***** Extract to read

QBoard » Statistical modeling » Stats - Tech » What parts of analytical code to write unit tests for?

What parts of analytical code to write unit tests for?

  • For the last while I've been writing analytical Python code that gets run on demand when users interact with a front end tool throught a queue based batch processing.

    Typically the users set some values in the front end tool that get passed as parameters to the analytical code and they either supply a dataset or choose a subset of data from an overall data source that their company provides.

    Typically each analytical model sits in a larger repo amongst other analytical models so each model would usually sit in it's own module and that module would export one function which is the entrypoint in to that model. The models range from being simple models that take on the order of minutes to very complex stastical or machine learning based models and might use combinations of numpy/Pandas/Numba or Dask dataframes that take on the order of hours.

**********
***** Record set

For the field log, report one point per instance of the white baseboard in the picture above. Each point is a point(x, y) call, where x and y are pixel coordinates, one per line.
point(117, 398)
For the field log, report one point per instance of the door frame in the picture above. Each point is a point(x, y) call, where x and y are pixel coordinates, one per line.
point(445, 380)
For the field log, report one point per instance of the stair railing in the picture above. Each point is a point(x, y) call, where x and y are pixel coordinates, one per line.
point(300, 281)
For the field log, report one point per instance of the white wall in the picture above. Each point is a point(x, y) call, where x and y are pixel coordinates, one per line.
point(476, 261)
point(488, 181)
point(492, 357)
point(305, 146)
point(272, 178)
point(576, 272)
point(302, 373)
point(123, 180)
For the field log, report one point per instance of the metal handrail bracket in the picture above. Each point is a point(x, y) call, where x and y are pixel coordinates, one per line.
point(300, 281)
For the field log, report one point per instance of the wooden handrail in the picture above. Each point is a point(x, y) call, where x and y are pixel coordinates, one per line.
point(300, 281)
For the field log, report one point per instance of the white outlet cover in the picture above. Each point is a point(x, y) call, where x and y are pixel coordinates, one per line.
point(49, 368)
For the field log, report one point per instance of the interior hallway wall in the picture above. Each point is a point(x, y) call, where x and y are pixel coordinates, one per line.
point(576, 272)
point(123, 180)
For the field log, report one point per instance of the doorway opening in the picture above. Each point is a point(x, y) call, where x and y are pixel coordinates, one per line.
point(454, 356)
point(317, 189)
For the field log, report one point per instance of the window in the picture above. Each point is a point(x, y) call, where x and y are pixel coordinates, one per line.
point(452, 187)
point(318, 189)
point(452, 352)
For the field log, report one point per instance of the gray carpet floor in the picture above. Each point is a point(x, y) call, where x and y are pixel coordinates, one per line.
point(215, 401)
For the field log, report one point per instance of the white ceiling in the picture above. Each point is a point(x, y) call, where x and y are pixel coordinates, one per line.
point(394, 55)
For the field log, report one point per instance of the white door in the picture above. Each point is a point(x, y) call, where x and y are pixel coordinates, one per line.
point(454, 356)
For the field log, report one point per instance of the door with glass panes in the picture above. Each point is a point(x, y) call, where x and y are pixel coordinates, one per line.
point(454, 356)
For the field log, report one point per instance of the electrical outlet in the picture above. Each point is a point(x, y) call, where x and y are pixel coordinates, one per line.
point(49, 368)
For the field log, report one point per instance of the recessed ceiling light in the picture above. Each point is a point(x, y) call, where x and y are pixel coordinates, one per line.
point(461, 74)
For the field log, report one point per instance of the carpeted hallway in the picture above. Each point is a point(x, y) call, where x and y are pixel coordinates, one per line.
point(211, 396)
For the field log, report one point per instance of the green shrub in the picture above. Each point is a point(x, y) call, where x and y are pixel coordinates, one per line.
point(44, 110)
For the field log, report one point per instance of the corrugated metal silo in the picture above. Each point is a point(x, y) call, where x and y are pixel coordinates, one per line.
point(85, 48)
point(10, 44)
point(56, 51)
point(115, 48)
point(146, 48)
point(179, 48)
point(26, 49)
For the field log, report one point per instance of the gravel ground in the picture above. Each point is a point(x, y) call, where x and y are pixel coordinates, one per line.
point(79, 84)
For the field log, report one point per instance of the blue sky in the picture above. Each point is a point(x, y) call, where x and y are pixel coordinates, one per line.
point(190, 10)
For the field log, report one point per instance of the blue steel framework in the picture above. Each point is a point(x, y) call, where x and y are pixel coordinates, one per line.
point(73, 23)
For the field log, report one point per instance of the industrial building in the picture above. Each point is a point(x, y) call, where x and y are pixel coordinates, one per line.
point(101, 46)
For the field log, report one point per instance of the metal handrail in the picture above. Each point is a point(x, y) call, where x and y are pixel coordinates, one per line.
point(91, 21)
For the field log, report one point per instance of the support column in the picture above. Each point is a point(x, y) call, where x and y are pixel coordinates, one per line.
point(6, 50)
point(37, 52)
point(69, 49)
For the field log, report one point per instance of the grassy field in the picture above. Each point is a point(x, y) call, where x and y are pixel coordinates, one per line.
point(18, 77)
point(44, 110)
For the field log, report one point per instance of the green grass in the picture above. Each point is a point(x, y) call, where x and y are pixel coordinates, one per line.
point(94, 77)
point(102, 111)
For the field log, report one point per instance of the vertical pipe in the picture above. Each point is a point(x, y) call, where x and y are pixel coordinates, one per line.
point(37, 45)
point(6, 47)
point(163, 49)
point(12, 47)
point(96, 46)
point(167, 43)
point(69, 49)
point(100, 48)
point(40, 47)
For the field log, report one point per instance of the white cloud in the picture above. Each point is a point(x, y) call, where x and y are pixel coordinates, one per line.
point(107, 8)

**********

Short exercise: Type out the passage of the forum post on unit testing analytical code, starting with "Typically the users" and going on through "order of hours.".

Output:
Typically the users set some values in the front end tool that get passed as parameters to the analytical code and they either supply a dataset or choose a subset of data from an overall data source that their company provides.

    Typically each analytical model sits in a larger repo amongst other analytical models so each model would usually sit in it's own module and that module would export one function which is the entrypoint in to that model. The models range from being simple models that take on the order of minutes to very complex stastical or machine learning based models and might use combinations of numpy/Pandas/Numba or Dask dataframes that take on the order of hours.